EXCERPT:
BEGIN
Posted: Wed Apr 03, 2013 6:56 am Post subject: Hood Technology’s Launchers Send UAVs into NOAA’s Domain
The National Oceanic and Atmospheric Administration (NOAA) is testing the UAV that uses Hood Technology’s launchers to become airborne.
Hood River, Oregon, April 03, 2013 -- According to a Robotics Tomorrow article (http://roboticstomorrow.com/news/2013/03/26/groups-look-to-new-uas-uses-ponder-privacy-debate/21521) the National Oceanic and Atmospheric Administration (NOAA) is interested in using a range of UAVs once they can fly in United States airspace, permitted by the Federal Aviation Administration (FAA). In the meantime, NOAA is testing two popular small UAVs, one of which employs Hood Tech’s Superwedge launching system, or the newer and more powerful Mark 4 launcher. “Whichever launcher NOAA finally chooses, we will look forward to assuring that the launches are as flawless as possible”, said Cory Roeseler, Chief Engineer for Hood Tech Mechanical. “One of our competitive advantages is launching UAVs that don’t require a runway to become airborne or to land.”
END
DIRECTIONS:
1/ Rewrite the news post on Hood Technology's launchers from "Posted: Wed Apr" up to and including "to become airborne.", with "airborne" replaced by "aloft".
2/ Carry on the news post about Hood Technology's UAV launchers and NOAA from the point where it stops.

SUPPLIED RECORDS:
BEGIN
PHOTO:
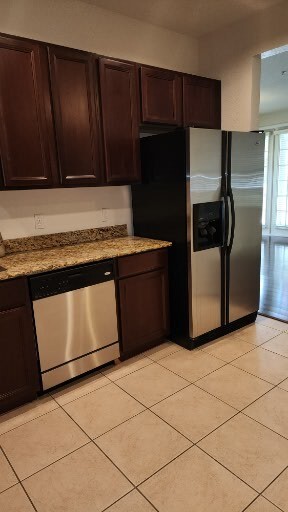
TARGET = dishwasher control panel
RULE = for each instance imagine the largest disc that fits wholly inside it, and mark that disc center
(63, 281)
END
BEGIN
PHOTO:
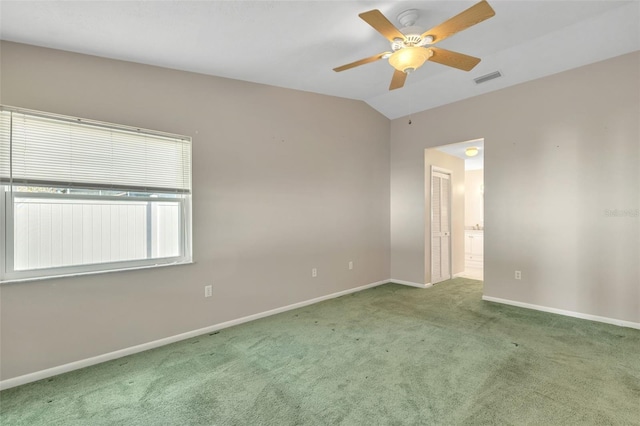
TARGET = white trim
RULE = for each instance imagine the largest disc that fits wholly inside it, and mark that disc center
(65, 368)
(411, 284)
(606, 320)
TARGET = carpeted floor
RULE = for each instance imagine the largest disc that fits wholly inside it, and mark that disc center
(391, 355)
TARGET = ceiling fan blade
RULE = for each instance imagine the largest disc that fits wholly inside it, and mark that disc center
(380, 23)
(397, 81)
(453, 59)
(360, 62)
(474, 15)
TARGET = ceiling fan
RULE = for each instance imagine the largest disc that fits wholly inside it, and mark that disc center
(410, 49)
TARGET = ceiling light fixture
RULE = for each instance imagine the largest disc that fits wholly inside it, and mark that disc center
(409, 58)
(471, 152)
END
SOLVED TASKS:
1/
Posted: Wed Apr 03, 2013 6:56 am Post subject: Hood Technology’s Launchers Send UAVs into NOAA’s Domain
The National Oceanic and Atmospheric Administration (NOAA) is testing the UAV that uses Hood Technology’s launchers to become aloft.

2/
When in 2002 Hood Tech began producing UAV launchers and innovative retrieval systems for small UAVs, those innovations enabled the elimination of runways for launch and retrieval. This freed aircraft for shipboard use, for deployment in irregular or disrupted landscapes, and for other difficult locations. Showing their ruggedness and reliability, Hood Tech launchers have initiated tens of thousands of flights under the extreme environments of combat in Iraq and Afghanistan and aboard ships in the oceans around the globe.
Dr. Andy von Flotow founded Hood Technology in Hood River, Oregon in 1992. In addition to the design and manufacture of launch systems, Hood Technology:
Provides zip test services for pre-flight safety verification of experimental aircraft and components.
Owns and maintains a silent wind tunnel for measuring UAV engine and prop noise in accordance with MILSTD1474.
Develops, tests, and manufactures stabilized imaging systems for a variety of UAVs
Monitors blade vibrations in industrial turbines and jet engines, a diagnostic method for predicting possible future failures.